DESCRIPTION OF THE TASK>
Lines before the one containing "Task: locate the bare" are excluded. Repeat that line and every line after it, exactly.

Object position labeling entries

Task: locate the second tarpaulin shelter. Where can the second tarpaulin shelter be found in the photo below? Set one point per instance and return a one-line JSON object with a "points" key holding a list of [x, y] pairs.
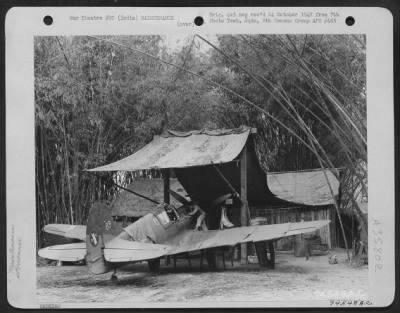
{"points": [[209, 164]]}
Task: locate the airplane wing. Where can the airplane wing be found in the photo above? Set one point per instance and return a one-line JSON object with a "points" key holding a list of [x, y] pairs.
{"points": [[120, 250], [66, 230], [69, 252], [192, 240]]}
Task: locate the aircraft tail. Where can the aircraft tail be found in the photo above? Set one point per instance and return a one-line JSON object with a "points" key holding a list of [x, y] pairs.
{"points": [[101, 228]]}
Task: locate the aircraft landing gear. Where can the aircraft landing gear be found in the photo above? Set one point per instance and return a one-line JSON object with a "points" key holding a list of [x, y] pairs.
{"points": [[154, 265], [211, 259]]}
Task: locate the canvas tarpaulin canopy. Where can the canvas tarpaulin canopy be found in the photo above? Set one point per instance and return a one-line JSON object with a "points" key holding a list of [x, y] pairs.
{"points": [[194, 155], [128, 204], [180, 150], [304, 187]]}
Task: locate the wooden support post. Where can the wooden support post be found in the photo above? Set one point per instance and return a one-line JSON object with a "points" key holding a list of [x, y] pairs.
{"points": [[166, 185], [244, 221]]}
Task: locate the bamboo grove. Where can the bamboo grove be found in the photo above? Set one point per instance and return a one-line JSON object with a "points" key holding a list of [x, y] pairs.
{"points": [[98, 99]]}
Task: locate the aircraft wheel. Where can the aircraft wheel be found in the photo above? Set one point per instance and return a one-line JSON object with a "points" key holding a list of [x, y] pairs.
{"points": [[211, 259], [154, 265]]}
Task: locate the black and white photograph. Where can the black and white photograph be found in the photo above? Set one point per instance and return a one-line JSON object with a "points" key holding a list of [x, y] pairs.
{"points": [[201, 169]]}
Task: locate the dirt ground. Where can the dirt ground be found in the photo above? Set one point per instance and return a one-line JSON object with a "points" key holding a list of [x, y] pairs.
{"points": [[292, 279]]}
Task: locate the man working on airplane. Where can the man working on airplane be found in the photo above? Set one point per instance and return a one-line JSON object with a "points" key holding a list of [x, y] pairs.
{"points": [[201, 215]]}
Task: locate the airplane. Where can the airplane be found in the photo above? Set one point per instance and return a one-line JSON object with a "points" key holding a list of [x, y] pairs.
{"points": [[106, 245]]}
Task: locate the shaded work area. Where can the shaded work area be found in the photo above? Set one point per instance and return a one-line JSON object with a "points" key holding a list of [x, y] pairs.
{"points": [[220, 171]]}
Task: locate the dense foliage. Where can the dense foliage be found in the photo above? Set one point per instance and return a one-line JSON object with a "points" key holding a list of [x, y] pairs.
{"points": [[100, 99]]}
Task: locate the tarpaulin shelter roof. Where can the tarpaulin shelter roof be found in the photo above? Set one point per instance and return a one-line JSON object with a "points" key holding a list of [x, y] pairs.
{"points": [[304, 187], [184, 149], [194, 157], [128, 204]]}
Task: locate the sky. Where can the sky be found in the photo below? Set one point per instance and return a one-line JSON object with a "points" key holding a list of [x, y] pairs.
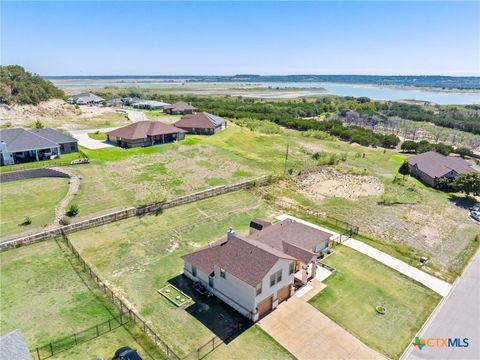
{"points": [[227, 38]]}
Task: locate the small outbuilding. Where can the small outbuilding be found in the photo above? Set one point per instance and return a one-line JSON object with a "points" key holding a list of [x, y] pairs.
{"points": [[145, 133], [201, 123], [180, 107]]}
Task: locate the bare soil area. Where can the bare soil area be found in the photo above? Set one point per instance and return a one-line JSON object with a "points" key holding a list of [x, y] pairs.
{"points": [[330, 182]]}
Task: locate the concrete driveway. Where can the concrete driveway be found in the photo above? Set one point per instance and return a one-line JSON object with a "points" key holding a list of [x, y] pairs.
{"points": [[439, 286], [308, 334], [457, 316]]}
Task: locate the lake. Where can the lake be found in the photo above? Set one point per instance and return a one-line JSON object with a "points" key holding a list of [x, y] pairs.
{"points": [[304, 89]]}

TASK RESPONSE>
Task: locate the bare soil area. Where can the bare soil area be found in the photo above? Set one point per instance and return a one-line JSON object with a "points" key holding a list of [x, y] pairs.
{"points": [[330, 182]]}
Task: locate the concrete driveway. Where can the concrete driveway be found in the photo above? Set one point per instance and return a one-line JSON object with a "points" key holding a list of [x, y] pairs.
{"points": [[439, 286], [308, 334], [457, 316]]}
Task: locate the lake. Where can the lake be found in the photo above? Set one point per instance and return a one-line JSON object with a "points" key holding a list of [x, y] pairs.
{"points": [[304, 89]]}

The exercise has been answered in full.